● **Exercises**:
1. In the forum thread about indexing errors, which setting does the reply expect to solve the problem?
2. Extract the part of the forum thread about indexing errors from "Don't you think" up to and including "check that).".
3. Extend the forum thread about indexing errors past its final sentence.

Now - I can live with that, I do not expect it to index everything, but I am not sure if Manifold should react the way it is - it just stops indexing anything more from such job (and in fact it shuts down job execution) where it should try to index other pending files... Now I must run indexing by hand, check if everything is ok, when there is such problem - add proper "exclude" filter (which leads to Manifold does not index this kind of files at all, but problem could be with only this specific single file), and run it again. Still - I have to guarantee that it won't fail in future on some other file...

Don't you think that Manifold should try to index everything *even* when there are problems with indexing some documents?

I am just not sure if this is bug or feature... :)
____________________________________________________________
Electronic mail messages entering and leaving Arup  business
systems are scanned for acceptability of content and viruses


Re: question about error handling during indexing

Posted by Maciej Liżewski <ma...@gmail.com>.
Ok. thanks for explanation. ignoreTikaException should do the trick (I will
check that).

● **Data to examine**:

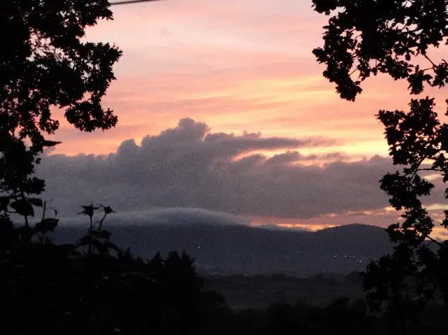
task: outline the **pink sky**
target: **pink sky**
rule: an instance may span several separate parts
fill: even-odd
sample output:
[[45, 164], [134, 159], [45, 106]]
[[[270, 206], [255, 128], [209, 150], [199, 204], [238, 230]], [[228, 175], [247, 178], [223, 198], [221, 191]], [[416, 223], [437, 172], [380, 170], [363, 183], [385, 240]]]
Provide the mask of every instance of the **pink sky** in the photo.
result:
[[[55, 138], [63, 143], [55, 152], [114, 152], [124, 140], [139, 143], [191, 117], [214, 132], [320, 136], [340, 143], [304, 148], [304, 154], [343, 152], [351, 160], [387, 155], [374, 115], [405, 108], [407, 84], [379, 76], [365, 83], [356, 102], [342, 101], [312, 54], [322, 44], [328, 18], [313, 11], [311, 0], [166, 0], [112, 8], [115, 20], [89, 29], [87, 38], [115, 43], [124, 52], [105, 101], [119, 124], [85, 134], [62, 122]], [[375, 224], [385, 216], [391, 213], [286, 224]]]
[[342, 101], [312, 55], [326, 17], [310, 1], [169, 0], [113, 9], [115, 20], [87, 37], [124, 51], [106, 100], [119, 125], [93, 134], [64, 127], [59, 152], [107, 153], [190, 117], [214, 131], [321, 135], [342, 138], [340, 149], [351, 155], [386, 153], [373, 115], [379, 106], [405, 107], [406, 85], [375, 78], [356, 103]]

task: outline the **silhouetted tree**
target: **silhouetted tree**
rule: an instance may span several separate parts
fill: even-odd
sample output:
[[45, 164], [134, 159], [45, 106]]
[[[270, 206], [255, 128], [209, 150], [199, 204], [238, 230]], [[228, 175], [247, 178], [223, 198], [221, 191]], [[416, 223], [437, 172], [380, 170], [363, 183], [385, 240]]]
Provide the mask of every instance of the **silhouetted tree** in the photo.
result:
[[[82, 41], [85, 28], [110, 20], [108, 0], [1, 0], [0, 29], [0, 327], [2, 334], [197, 334], [204, 315], [225, 306], [203, 291], [185, 252], [135, 258], [111, 241], [108, 206], [83, 206], [87, 234], [56, 245], [56, 209], [33, 176], [59, 127], [62, 109], [85, 131], [115, 125], [102, 100], [121, 51]], [[69, 200], [69, 199], [67, 199]], [[36, 210], [41, 218], [32, 223]], [[102, 211], [99, 220], [96, 213]], [[13, 222], [11, 214], [24, 220]], [[54, 214], [49, 217], [48, 214]]]
[[[59, 121], [55, 108], [85, 131], [117, 123], [102, 99], [115, 79], [112, 68], [121, 51], [108, 43], [82, 41], [88, 27], [112, 19], [108, 0], [2, 0], [0, 29], [0, 191], [21, 199], [38, 194], [42, 180], [31, 177]], [[4, 201], [4, 200], [2, 200]]]
[[[412, 94], [448, 83], [448, 63], [430, 56], [447, 43], [447, 1], [313, 3], [317, 12], [331, 16], [324, 27], [323, 47], [313, 52], [326, 65], [323, 75], [335, 83], [341, 98], [354, 101], [362, 82], [378, 73], [407, 80]], [[385, 127], [393, 164], [402, 166], [384, 176], [381, 188], [390, 196], [391, 205], [403, 212], [403, 220], [387, 229], [397, 243], [394, 252], [368, 266], [364, 287], [374, 309], [388, 301], [399, 307], [391, 313], [401, 311], [407, 318], [428, 299], [448, 303], [448, 241], [430, 236], [435, 220], [421, 202], [434, 187], [422, 171], [448, 180], [448, 124], [440, 121], [435, 106], [434, 99], [413, 99], [408, 111], [380, 111], [377, 115]], [[444, 214], [441, 225], [447, 229], [448, 211]]]

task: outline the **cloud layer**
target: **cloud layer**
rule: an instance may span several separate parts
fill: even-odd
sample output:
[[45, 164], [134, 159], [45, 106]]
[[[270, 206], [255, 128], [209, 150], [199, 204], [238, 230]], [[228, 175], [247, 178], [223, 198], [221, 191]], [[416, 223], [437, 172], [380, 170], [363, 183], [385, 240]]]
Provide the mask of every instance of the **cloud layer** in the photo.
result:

● **Activity answers**:
1. ignoreTikaException

2.
Don't you think that Manifold should try to index everything *even* when there are problems with indexing some documents?

I am just not sure if this is bug or feature... :)
____________________________________________________________
Electronic mail messages entering and leaving Arup  business
systems are scanned for acceptability of content and viruses


Re: question about error handling during indexing

Posted by Maciej Liżewski <ma...@gmail.com>.
Ok. thanks for explanation. ignoreTikaException should do the trick (I will
check that).

3.
2012/9/10 Karl Wright <da...@gmail.com>

> Usually in these situations Solr returns a 500 error.  The Solr
> Connector, at one point, used to retry indefinitely when such an error
> came back, but I believe there were changes to this logic and now it
> may well abort the job if this happens for more than a few hours
> straight.  This is because the Solr connector has no way of knowing
> whether the 500 error is due to just a Tika exception on a single
> document, or something more fundamental being wrong with your Solr
> configuration.
>
> The big problem is that Solr should not be returning a 500 error just
> because Tika is unhappy with the document.  I believe there is a Solr
> ticket that describes the problem and requests different handling; you
> may be able to find it.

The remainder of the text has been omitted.